Objectif ::
Répondez aux questions suivantes d'après la source ci-dessous.
(a) De qui émane le communiqué mentionné au début ?
(b) Dans quel journal et à quelle date les propos de Warren Buffett ont-ils paru ?
(c) Quels concepts du discours traditionnel de gauche la classe dominante a-t-elle intégrés ?

Source ::
▶
(il s’agit de la compilation de cet article, de celui-ci et de celui-là.)
C’est la lutte finale…
Quand on lit le communiqué des 4 inculpés du Secours Rouge, on peut sourire à l’évocation de la lutte des classes, à l’opposition entre la bourgeoisie et le prolétariat. On peut se dire qu’il s’agit d’un combat dépassé au XXIème siècle. Et pourtant…
Pourtant, les puissances de l’argent savent bien que cette lutte existe. Comme l’affirme Warren Buffett, l’homme le plus riche de la planète:
There’s class warfare, all right, but it’s my class, the rich class, that’s making war, and we’re winning. ((Warren Buffett, New York Times, November 26, 2006.))
Il y a une guerre de classes, c’est sûr, mais c’est ma classe, la classe des riches, qui fait la guerre et nous sommes en train de gagner.
Et il est clair que la classe dominante a parfaitement intégré certains concepts du discours traditionnel de gauche, tels que la lutte des classes, l’internationalisme ou encore la propagande.
◀
Lignes de données ::
▶
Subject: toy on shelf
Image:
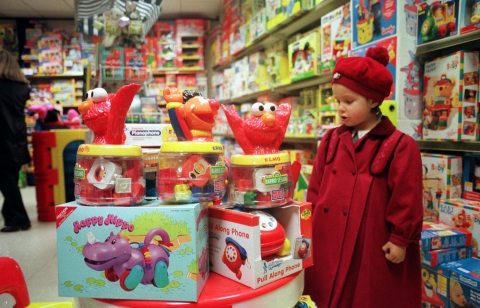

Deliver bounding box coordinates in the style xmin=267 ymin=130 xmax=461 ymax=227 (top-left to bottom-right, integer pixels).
◀
Réponse complète ::
(a) Des 4 inculpés du Secours Rouge.
(b) Dans le New York Times, le 26 novembre 2006.
(c) La lutte des classes, l'internationalisme et la propagande.